**EXERCISE AIM**: The answer must be an exact copy of the lines from the one containing "Given the image above, locate every lighthouse glass" through the final line of the material, both included, and nothing else.

**DATA FOR THIS EXERCISE**:
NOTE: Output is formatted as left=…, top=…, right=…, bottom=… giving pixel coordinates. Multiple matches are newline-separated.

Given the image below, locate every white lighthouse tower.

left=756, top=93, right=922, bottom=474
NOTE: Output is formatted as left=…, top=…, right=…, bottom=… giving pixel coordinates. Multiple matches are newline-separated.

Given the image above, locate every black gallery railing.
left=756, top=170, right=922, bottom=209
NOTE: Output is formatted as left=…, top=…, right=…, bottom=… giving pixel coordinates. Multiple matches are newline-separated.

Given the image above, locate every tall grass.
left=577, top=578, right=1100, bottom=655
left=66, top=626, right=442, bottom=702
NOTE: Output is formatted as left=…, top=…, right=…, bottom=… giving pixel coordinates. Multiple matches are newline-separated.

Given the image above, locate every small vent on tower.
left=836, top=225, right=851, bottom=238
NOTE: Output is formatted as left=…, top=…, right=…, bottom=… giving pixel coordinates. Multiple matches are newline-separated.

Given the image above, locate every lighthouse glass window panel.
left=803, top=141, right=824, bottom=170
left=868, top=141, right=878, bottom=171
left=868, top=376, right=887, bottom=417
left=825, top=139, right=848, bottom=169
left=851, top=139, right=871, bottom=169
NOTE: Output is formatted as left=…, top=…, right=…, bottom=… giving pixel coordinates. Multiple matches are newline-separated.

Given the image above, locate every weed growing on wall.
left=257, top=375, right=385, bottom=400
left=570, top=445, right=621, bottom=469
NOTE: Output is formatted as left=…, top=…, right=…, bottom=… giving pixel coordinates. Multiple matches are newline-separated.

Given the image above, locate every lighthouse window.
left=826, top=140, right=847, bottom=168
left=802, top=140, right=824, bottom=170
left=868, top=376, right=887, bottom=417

**FINAL ANSWER**:
Given the image above, locate every lighthouse glass window panel.
left=803, top=141, right=824, bottom=170
left=868, top=141, right=878, bottom=171
left=868, top=376, right=887, bottom=417
left=825, top=139, right=848, bottom=169
left=851, top=139, right=871, bottom=169
NOTE: Output is formatted as left=…, top=…, right=…, bottom=… giving pixel coordinates. Multiple matches are newline-separated.

Given the image above, locate every weed growing on wall.
left=257, top=375, right=385, bottom=400
left=570, top=445, right=621, bottom=469
NOTE: Output is formatted as left=…, top=…, right=…, bottom=… giving pixel coordinates. Multiple matches are newline-separated.

Given the image above, locate every lighthouse window.
left=826, top=140, right=847, bottom=168
left=802, top=140, right=824, bottom=170
left=868, top=376, right=887, bottom=417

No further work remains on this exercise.